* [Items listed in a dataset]
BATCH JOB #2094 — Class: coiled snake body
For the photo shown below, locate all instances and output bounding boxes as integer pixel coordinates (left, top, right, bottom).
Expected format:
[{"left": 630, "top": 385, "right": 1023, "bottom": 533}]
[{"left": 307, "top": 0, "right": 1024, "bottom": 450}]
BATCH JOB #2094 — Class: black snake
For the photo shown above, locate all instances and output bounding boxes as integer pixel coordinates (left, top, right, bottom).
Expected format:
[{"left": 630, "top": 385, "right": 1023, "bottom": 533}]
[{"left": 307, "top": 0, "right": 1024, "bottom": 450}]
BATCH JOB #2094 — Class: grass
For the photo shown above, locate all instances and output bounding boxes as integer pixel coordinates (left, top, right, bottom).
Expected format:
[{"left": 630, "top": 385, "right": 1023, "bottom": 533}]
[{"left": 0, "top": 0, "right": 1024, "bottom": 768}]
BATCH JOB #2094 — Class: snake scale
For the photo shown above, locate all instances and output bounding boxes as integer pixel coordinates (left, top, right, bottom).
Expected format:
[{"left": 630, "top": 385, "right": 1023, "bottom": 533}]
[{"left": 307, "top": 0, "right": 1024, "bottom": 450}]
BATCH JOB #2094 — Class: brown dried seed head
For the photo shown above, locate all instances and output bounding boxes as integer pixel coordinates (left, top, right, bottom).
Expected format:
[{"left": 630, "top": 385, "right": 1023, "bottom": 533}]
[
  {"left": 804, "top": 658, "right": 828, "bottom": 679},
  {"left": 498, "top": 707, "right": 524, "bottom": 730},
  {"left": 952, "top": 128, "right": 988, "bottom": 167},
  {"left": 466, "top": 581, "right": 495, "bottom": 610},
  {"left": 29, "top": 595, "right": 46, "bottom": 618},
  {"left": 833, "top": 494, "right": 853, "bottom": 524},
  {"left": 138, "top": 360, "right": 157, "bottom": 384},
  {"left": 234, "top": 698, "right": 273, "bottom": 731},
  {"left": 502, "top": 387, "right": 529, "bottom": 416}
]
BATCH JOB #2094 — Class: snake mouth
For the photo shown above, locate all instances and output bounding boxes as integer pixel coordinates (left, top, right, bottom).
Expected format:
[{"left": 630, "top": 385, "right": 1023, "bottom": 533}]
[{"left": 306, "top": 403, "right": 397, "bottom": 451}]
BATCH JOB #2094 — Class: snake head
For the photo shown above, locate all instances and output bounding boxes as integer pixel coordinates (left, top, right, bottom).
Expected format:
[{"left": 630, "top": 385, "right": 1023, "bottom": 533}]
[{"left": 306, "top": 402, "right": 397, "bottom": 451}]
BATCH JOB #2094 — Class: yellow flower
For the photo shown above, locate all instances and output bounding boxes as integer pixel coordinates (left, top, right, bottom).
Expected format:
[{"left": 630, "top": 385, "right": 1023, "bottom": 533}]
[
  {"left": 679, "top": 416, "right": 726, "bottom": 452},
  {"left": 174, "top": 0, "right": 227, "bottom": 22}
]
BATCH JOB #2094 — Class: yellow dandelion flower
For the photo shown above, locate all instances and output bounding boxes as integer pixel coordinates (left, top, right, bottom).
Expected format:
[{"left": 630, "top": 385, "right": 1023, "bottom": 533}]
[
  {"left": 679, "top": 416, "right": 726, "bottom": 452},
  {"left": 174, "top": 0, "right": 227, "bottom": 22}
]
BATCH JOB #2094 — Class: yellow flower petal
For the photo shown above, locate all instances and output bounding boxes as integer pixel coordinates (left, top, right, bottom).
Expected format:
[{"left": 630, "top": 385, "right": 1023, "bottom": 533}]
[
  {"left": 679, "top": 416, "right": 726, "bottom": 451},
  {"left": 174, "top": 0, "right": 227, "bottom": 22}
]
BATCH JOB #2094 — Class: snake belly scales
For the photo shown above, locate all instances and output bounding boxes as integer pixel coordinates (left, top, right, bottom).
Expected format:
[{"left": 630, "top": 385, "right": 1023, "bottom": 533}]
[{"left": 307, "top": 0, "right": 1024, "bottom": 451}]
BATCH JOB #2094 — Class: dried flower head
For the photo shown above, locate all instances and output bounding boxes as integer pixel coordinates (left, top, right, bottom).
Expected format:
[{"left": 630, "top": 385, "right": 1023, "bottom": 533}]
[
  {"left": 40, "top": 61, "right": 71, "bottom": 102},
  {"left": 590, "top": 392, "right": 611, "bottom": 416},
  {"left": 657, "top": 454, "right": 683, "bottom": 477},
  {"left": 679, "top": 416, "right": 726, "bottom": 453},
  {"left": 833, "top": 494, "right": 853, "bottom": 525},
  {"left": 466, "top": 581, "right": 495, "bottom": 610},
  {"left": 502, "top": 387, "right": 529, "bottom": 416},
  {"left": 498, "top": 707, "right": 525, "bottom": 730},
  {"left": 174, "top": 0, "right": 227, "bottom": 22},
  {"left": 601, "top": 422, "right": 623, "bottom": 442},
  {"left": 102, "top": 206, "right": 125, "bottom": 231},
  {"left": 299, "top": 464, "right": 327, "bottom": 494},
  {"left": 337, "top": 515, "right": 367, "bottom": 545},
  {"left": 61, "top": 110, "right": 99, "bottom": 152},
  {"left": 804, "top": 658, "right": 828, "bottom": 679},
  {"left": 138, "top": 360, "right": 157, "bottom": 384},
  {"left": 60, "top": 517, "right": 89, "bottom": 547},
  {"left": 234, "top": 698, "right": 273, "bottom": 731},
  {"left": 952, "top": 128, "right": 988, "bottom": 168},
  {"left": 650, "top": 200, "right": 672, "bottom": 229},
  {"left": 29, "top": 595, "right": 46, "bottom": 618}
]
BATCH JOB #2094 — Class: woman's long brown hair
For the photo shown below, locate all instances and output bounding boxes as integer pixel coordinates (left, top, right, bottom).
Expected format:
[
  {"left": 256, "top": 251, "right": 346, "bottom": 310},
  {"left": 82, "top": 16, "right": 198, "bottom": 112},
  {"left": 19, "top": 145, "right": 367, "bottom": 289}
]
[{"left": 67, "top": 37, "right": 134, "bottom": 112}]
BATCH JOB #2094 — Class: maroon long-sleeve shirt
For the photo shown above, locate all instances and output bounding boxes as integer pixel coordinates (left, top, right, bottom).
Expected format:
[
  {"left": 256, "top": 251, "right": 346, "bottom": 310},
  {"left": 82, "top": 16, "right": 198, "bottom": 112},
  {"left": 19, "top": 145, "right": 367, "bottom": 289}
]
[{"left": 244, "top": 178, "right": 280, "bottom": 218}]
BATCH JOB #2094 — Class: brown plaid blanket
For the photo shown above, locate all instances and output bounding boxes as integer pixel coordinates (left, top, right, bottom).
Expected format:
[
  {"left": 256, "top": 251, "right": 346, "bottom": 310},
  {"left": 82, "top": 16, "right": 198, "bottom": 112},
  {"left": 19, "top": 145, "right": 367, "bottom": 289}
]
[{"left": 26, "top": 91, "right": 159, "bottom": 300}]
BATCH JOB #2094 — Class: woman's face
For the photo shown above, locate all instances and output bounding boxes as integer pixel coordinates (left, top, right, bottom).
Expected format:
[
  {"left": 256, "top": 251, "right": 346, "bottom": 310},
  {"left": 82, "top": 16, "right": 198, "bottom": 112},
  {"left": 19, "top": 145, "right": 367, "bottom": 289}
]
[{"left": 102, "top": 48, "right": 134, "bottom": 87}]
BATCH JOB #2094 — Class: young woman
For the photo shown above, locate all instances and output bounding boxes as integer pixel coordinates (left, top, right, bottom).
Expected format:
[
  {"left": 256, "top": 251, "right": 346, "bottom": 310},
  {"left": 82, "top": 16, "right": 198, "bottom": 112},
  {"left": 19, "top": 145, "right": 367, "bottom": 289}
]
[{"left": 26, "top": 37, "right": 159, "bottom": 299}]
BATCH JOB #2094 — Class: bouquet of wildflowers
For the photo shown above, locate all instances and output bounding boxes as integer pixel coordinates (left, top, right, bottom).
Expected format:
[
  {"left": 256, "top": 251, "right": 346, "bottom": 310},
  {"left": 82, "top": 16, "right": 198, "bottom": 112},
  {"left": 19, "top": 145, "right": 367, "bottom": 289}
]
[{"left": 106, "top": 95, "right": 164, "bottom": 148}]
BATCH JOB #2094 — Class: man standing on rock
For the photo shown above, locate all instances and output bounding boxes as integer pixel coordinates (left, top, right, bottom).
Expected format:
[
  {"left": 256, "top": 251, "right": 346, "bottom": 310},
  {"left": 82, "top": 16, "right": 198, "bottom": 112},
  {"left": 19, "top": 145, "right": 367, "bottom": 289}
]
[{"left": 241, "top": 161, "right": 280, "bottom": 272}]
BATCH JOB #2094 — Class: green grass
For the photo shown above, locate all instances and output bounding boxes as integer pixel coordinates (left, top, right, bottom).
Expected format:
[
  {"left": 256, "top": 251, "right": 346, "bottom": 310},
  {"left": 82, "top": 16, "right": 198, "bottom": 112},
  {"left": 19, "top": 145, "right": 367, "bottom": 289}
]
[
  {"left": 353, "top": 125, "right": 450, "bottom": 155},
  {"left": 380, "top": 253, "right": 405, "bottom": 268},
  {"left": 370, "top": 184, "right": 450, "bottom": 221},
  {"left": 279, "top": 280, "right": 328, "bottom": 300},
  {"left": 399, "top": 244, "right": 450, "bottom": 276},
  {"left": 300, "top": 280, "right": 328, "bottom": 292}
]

* [Stated problem] Put the records from the line containing "BATCH JOB #2094 — Class: bouquet" through the last line of the records into a JSON list of strings, one string per line, leaving out blank lines.

* [Full output]
[
  "BATCH JOB #2094 — Class: bouquet of wildflowers",
  "For the photo shown above, locate all instances and output bounding boxes as integer pixel coordinates (left, top, right, bottom).",
  "Expected format:",
  "[",
  "  {\"left\": 256, \"top\": 251, \"right\": 346, \"bottom\": 310},",
  "  {\"left\": 82, \"top\": 16, \"right\": 198, \"bottom\": 112},",
  "  {\"left\": 19, \"top\": 145, \"right\": 367, \"bottom\": 289}",
  "]",
  "[{\"left\": 106, \"top\": 95, \"right\": 164, \"bottom\": 148}]",
  "BATCH JOB #2094 — Class: man standing on rock",
  "For the photo shown above, locate all instances and output bounding boxes as integer pixel coordinates (left, top, right, bottom).",
  "Expected format:",
  "[",
  "  {\"left\": 256, \"top\": 251, \"right\": 346, \"bottom\": 310},",
  "  {\"left\": 82, \"top\": 16, \"right\": 198, \"bottom\": 112},",
  "  {\"left\": 19, \"top\": 145, \"right\": 367, \"bottom\": 289}",
  "]",
  "[{\"left\": 241, \"top\": 161, \"right\": 280, \"bottom\": 272}]",
  "BATCH JOB #2094 — Class: green grass",
  "For the photo shown above, locate all instances and output bounding boxes as integer pixel coordinates (left, top, right, bottom).",
  "Expected format:",
  "[",
  "  {\"left\": 256, \"top\": 251, \"right\": 346, \"bottom\": 310},",
  "  {\"left\": 82, \"top\": 16, \"right\": 198, \"bottom\": 112},",
  "  {\"left\": 19, \"top\": 145, \"right\": 367, \"bottom\": 289}",
  "]",
  "[",
  "  {\"left\": 353, \"top\": 125, \"right\": 450, \"bottom\": 155},",
  "  {\"left\": 380, \"top\": 253, \"right\": 405, \"bottom\": 268},",
  "  {\"left\": 370, \"top\": 184, \"right\": 450, \"bottom\": 221},",
  "  {\"left\": 279, \"top\": 280, \"right\": 328, \"bottom\": 300},",
  "  {\"left\": 399, \"top\": 244, \"right\": 450, \"bottom\": 276},",
  "  {\"left\": 300, \"top\": 280, \"right\": 328, \"bottom\": 292}",
  "]"
]